§ **TASK ITEM**
The required output is the line containing "reply | a JSON" through the final line of the material below, printed exactly, with no other lines.

§ **DATASET ENTRIES**
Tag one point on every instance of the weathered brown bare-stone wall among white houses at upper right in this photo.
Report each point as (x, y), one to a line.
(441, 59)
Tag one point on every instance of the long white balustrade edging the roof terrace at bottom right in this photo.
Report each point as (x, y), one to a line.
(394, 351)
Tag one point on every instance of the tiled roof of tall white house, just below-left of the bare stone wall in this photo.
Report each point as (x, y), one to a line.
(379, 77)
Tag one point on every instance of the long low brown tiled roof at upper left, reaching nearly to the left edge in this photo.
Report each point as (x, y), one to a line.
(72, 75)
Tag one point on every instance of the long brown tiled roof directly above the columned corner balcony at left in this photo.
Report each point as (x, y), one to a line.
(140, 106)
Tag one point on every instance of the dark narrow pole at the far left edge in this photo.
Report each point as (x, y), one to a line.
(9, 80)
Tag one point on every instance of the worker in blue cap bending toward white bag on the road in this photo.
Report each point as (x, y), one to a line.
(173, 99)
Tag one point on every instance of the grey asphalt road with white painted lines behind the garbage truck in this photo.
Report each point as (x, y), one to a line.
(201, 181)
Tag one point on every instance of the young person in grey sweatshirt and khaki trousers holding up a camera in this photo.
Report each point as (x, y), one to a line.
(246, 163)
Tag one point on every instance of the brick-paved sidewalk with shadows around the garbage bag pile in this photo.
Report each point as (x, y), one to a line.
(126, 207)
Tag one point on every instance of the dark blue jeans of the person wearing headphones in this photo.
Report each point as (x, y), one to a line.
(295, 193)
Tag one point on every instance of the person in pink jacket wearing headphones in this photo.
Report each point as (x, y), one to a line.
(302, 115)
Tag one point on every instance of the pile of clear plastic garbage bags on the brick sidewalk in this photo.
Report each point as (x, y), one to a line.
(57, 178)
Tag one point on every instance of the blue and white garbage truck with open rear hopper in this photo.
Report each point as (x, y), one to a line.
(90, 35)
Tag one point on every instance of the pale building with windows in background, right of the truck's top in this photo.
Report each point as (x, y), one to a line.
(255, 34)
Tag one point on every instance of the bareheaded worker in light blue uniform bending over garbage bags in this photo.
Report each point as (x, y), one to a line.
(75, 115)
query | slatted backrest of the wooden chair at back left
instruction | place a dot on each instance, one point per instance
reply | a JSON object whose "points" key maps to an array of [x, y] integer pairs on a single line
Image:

§ **SOLVED PROBLEM**
reply | a JSON object whose "points" key maps to an array of [x, y] integer pairs on a single line
Image:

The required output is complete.